What you need to do: For each entry in the listing, produce an exact copy.

Information provided:
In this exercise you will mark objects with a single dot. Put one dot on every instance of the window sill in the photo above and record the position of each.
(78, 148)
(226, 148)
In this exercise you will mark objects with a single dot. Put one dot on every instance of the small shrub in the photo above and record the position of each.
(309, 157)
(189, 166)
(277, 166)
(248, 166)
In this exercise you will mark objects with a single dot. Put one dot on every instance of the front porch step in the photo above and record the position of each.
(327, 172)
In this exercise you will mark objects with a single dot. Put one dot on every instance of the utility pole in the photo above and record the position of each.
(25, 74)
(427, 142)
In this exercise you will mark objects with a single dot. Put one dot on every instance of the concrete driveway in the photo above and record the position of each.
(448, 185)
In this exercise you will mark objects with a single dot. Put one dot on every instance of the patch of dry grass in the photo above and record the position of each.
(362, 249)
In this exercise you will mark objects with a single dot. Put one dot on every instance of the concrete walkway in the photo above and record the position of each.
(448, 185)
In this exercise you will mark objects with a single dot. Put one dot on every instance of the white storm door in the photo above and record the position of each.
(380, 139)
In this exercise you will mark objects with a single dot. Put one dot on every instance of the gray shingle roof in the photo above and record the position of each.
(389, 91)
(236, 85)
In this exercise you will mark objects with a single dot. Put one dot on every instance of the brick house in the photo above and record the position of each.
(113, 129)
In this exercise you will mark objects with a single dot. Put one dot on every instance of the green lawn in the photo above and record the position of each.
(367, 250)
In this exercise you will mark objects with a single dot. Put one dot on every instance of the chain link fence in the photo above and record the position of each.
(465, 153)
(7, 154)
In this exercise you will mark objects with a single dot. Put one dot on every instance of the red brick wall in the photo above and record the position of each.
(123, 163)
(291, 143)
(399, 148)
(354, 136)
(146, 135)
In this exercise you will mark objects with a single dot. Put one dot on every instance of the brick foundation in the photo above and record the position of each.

Response area:
In this exercise you will mark objects with a single dot. Put one dot on every instance of the window sill in the photo above and record the position of each.
(78, 148)
(226, 148)
In this exercise you will mark objects with a single dot. Put one dot on every instance of the small shrub in the photo above and record the position of each.
(309, 157)
(189, 166)
(277, 166)
(248, 166)
In this exercise you will mark objects with a single dot. Put one dot on every instance of the front porch step in the photo above and record the position of each.
(327, 172)
In this exercise you will mark objects with a single dot. Put one dot on every instance of the utility pole in the photo above and record the position of each.
(25, 74)
(427, 142)
In this exercise you will mark objects with a single dot. Put one dot on every instance of the concrete driveway in the photo above and record the position of each.
(448, 185)
In this exercise you will mark objects with a single dot. Put one dot on every instance of the patch of dry grass in the photo above and record the position of each.
(362, 249)
In this exercise you will mark objects with a single dot. Put one dot on every instance of the concrete walkway in the photo above and record the position of each.
(448, 185)
In this exercise you will mark objects with a single dot. Put one dot on every instance of the white storm door in the photo above and record the position of each.
(380, 139)
In this exercise you will mark objects with a single dot. Put one dot on every instance of the gray shingle roof in the photo above and record the position of each.
(389, 91)
(236, 85)
In this exercise you will mark objects with a single dot. Put one dot on every instance of the brick house in the photo above and record the position of each.
(113, 129)
In this exercise you will mark objects with a single dot. Put one dot on every instance of the green lawn in the photo above and record the position of each.
(367, 250)
In this exercise you will mark objects with a single dot. Put one dot on every instance of the chain link fence in the photo above and record the position of each.
(465, 153)
(7, 154)
In this exercise you will mark objects with a single dot. Put one dot on every instance of the red brick wall in the photo above and record the position of each.
(123, 163)
(291, 143)
(399, 148)
(354, 136)
(146, 135)
In this exercise you will mark objects with a single dot. Put one dot on every instance of the brick foundation in the photo above and record the position of each.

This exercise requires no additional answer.